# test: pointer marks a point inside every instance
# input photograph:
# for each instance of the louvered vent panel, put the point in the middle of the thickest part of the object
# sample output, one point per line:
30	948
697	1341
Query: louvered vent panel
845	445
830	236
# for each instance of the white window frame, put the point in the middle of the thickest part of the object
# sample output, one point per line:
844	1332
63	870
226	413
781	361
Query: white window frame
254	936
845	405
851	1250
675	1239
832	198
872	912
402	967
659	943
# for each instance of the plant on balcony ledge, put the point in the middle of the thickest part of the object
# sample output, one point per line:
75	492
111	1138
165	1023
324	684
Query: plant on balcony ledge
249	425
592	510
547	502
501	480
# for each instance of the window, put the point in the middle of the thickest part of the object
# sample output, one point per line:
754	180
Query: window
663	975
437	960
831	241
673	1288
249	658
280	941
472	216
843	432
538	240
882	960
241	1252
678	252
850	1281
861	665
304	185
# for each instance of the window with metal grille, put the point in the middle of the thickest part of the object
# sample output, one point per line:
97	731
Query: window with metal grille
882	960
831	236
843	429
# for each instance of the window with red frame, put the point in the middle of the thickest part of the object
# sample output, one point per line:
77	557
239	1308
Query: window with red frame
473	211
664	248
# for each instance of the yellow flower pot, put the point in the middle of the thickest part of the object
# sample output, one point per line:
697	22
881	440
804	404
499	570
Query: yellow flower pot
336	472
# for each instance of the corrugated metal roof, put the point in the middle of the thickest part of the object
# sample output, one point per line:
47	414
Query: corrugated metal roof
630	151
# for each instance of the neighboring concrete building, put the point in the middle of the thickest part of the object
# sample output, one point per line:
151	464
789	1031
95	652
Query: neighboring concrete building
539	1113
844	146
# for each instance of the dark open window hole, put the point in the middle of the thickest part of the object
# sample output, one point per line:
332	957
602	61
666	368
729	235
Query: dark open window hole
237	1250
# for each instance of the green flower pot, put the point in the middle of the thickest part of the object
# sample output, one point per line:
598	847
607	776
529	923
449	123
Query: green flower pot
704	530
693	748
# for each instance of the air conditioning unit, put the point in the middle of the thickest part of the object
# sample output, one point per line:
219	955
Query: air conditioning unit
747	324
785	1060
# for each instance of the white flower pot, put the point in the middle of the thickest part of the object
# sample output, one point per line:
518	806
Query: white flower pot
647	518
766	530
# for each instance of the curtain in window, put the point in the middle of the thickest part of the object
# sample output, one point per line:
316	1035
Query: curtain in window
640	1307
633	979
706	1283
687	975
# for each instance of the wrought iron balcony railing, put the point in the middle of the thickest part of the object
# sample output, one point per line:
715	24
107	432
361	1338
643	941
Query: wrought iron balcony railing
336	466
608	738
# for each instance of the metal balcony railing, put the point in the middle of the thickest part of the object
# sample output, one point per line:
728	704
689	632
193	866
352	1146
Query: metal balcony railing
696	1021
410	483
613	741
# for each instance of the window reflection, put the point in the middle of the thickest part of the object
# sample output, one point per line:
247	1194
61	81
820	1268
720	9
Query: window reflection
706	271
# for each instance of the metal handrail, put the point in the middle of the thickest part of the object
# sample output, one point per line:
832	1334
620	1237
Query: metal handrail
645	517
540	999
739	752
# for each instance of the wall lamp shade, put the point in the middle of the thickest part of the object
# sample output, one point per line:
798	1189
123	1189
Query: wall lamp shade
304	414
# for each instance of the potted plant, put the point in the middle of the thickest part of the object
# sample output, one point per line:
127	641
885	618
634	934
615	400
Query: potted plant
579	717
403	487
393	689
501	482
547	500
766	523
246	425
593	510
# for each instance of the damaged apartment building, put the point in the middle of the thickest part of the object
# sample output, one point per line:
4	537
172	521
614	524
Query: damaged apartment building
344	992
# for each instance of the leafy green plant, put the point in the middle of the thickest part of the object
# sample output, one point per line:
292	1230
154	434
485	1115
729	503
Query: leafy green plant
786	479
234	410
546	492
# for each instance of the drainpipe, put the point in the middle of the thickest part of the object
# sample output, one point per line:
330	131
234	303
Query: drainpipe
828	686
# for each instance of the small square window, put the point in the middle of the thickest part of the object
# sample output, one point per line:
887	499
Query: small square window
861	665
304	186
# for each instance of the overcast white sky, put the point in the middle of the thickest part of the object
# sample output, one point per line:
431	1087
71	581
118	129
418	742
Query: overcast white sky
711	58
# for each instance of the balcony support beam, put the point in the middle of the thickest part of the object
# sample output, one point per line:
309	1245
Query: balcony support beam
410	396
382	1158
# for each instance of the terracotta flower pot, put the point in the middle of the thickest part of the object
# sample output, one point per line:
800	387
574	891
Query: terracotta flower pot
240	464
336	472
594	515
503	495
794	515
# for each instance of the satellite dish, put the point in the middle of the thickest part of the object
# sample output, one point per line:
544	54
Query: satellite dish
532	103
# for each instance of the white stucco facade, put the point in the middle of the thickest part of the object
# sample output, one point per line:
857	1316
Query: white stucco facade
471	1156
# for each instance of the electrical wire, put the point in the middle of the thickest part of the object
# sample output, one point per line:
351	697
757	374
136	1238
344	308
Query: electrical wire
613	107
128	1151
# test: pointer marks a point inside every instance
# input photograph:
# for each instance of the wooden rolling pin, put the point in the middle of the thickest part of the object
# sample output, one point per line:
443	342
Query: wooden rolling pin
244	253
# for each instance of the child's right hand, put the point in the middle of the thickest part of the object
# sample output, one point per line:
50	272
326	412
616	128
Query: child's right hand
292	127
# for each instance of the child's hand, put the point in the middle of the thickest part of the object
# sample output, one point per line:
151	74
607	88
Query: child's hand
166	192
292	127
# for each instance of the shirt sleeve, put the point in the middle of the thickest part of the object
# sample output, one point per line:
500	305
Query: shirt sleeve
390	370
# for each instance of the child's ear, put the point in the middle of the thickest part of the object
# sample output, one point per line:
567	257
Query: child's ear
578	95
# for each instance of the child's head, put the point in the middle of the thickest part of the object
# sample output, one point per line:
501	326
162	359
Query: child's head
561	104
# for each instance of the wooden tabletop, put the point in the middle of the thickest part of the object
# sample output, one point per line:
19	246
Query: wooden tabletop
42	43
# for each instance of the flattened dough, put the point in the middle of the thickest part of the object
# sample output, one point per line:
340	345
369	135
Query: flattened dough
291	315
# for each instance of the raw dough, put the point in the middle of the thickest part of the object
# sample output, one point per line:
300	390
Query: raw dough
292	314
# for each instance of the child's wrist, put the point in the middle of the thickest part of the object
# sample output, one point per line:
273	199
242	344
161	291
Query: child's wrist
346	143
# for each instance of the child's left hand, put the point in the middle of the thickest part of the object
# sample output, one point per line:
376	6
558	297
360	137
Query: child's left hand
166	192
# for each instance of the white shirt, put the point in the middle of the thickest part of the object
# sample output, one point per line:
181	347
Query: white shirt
○ ○ ○
### Exercise requirements
Please write the full listing out again, exactly.

### Written response
# test: pointer marks a point inside every instance
# input photograph:
# for each instance of the louvered vent panel, put the point in the middle of the thickest part of the object
# sample output, one point per line:
30	948
697	1341
Query: louvered vent panel
845	445
830	236
# for each instance of the white window frame, put the point in the middle of the thickest part of the object
# sample output, one point per line:
844	1332
63	870
226	413
781	361
Query: white window frame
254	936
845	405
851	1250
675	1239
832	198
872	912
402	967
659	943
# for each instance of the plant on balcony ledge, put the point in the middle of the thickest part of the object
# sample output, one point per line:
75	492
111	1138
165	1023
324	684
Query: plant on balcony ledge
249	425
592	510
547	502
501	480
# for each instance of the window, put the point in the middle of the thickest part of the object
# sample output, one point per line:
754	180
Query: window
663	975
437	960
831	241
673	1288
249	658
280	941
472	216
843	432
538	240
882	960
241	1252
678	252
850	1281
861	665
304	185
# for each instance of the window with metal grille, put the point in the middle of the thickest part of the object
# sample output, one point per line:
97	731
Query: window with metal grille
882	960
831	236
843	429
# for each instance of the window with red frame, put the point in the middle of the thickest part of the object
# sample output, one point per line:
77	557
239	1308
Query: window with red frame
473	211
664	248
# for each instance of the yellow flower pot, put the point in the middle of the thickest part of the object
# sample output, one point per line:
697	22
881	440
804	404
499	570
Query: yellow flower pot
336	472
# for each instance of the corrugated metal roof, put the point in the middle of the thickest part of the object
# sample output, one point per line:
47	414
Query: corrugated metal roof
630	151
# for each instance of the neighboring concrete building, put the point in the middle of the thickest part of the object
# sample output, one point per line:
151	464
789	1031
95	652
Query: neighboring concrete building
539	1113
844	146
# for each instance of the dark open window hole, put the point in the middle of the thickest part of the object
# sample output, one point per line:
332	957
602	61
666	368
729	235
Query: dark open window hole
237	1250
# for each instance of the green flower pot, put the point in the middle of the thickest part of the object
# sample output, one point per line:
598	847
607	776
529	923
449	123
Query: green flower pot
704	530
693	748
# for each instance of the air conditioning unit, put the point in the middle of the thickest part of the object
# sample output, one point per line:
219	955
Query: air conditioning unit
747	324
785	1060
# for each instance of the white flower pot, put the point in the middle of the thickest part of the object
# sample output, one point per line:
518	806
Query: white flower pot
647	518
766	530
# for each instance of the curtain in window, put the point in the middle of the thickest part of the object
# sample output, one point per line:
316	1035
Query: curtain in window
640	1307
633	979
706	1283
687	975
# for each instance of the wrought iron balcony railing, put the point in the middle of the thickest part of the object
# sample output, one point per line:
715	24
107	432
361	1338
643	941
Query: wrought iron balcony railing
336	466
608	738
# for each instance of the metal balcony railing, put the point in the middle of the thickest part of the object
# sample output, one point per line:
728	704
689	632
193	866
352	1146
Query: metal balcony railing
696	1021
410	483
613	741
# for each instance of the window reflection, put the point in the middle of the thickest part of the object
# sample output, one point per line:
247	1194
61	81
820	1268
720	9
Query: window reflection
706	271
# for each instance of the metal handrail, put the point in the middle of the thickest part of the object
# sample output, one point per line:
832	1334
620	1237
Query: metal handrail
645	517
540	999
739	752
# for each instance of the wall lamp shade, put the point in the middle of the thickest part of the object
# sample output, one point per line:
798	1189
123	1189
Query: wall lamp shade
304	414
# for each instance of the potted plant, put the point in the middle of the thickest part of the object
# sample output, one point per line:
127	641
885	618
634	934
615	400
Query: potted plant
579	717
403	487
393	689
501	482
547	500
766	523
246	425
593	510
# for each instance of the damaged apartment building, put the point in the middle of the thickest part of the object
# sample output, one point per line:
4	537
172	521
614	524
Query: damaged apartment building
344	992
# for each instance of the leafy green plant, put the point in the middle of the thickest part of the object
# sample output, one point per line:
292	1230
154	434
485	1115
729	503
Query: leafy green plant
786	479
234	410
546	492
# for each instance of the drainpipe, put the point in the middle of the thickest part of the object
# sample output, one point per line:
330	131
234	303
Query: drainpipe
828	686
# for each instance of the small square window, put the point in the middle of the thickest part of the object
# sample output, one point per line:
887	499
Query: small square window
861	665
304	186
# for each instance of the overcast white sky, put the point in the middle of the thickest part of the object
# sample output, one point per line:
431	1087
71	581
118	129
418	742
Query: overcast white sky
711	58
# for each instance of the balcony support beam, put the point in the middle of the thickest part of the object
# sample output, one point per line:
309	1245
Query: balcony support beam
410	396
382	1158
# for each instance of the terracotta flower pot, put the point in the middle of the thickest part of the object
# sample output, one point per line:
800	387
574	891
Query: terracotta flower pot
240	464
336	472
594	515
503	495
794	515
# for each instance of the satellite dish, put the point in the middle of the thickest part of the object
# sample output, one point per line:
544	54
Query: satellite dish
532	103
# for each instance of the white stucco facade, put the point in the middle of the thickest part of the object
# sample output, one point per line:
857	1316
Query: white stucco facade
471	1156
# for each instance of the electrical wire, put the point in the middle of the thickest part of the object
# sample output, one point per line:
351	697
757	374
136	1238
344	308
Query: electrical wire
613	107
128	1151
# test: pointer marks a point inside every instance
# input photograph:
# for each instance of the wooden rolling pin, put the point in the middle of the thickest part of the object
# sample output, one point per line:
443	342
Query: wooden rolling pin
244	253
# for each instance of the child's right hand, put the point in the middle of the thickest part of the object
# sample output, one point per line:
50	272
326	412
616	128
Query: child's right hand
292	127
# for each instance of the child's hand, put the point in the middle of the thickest part of the object
# sample output, one point per line:
151	74
607	88
Query: child's hand
166	192
292	127
# for each instance of the shirt sleeve, put the point in the middle of the thickest part of the object
# sample output, one point per line:
500	305
Query: shirt sleeve
390	370
# for each instance of the child's ear, put the point in the middle of the thickest part of the object
# sample output, one point per line:
567	257
Query: child's ear
578	95
# for each instance of the child's head, put the point in the middle of the thickest part of the object
# sample output, one point per line:
501	326
162	359
Query: child's head
561	104
# for each instance of the wooden tabletop, put the point in the middle of the thickest part of the object
# sample output, one point per line:
19	246
Query: wooden tabletop
42	43
# for each instance of the flattened dough, put the point in the middle of the thickest part of the object
# sample output, one point per line:
340	345
369	135
Query: flattened dough
291	315
# for each instance of the raw dough, put the point in the middle of the thickest part of the object
# sample output, one point per line:
300	390
Query: raw dough
292	314
# for each instance of the child's wrist, put the point in the middle of the thickest part of the object
# sample output, one point per line:
273	199
242	344
161	291
Query: child's wrist
346	143
# for each instance of the child's left hand, put the point in the middle of the thickest part of the object
# sample output, one point per line:
376	6
558	297
360	137
Query: child's left hand
166	192
# for each instance of the white shirt, put the point in the middle of the thickest part of the object
# sample output, one point per line:
181	347
Query: white shirt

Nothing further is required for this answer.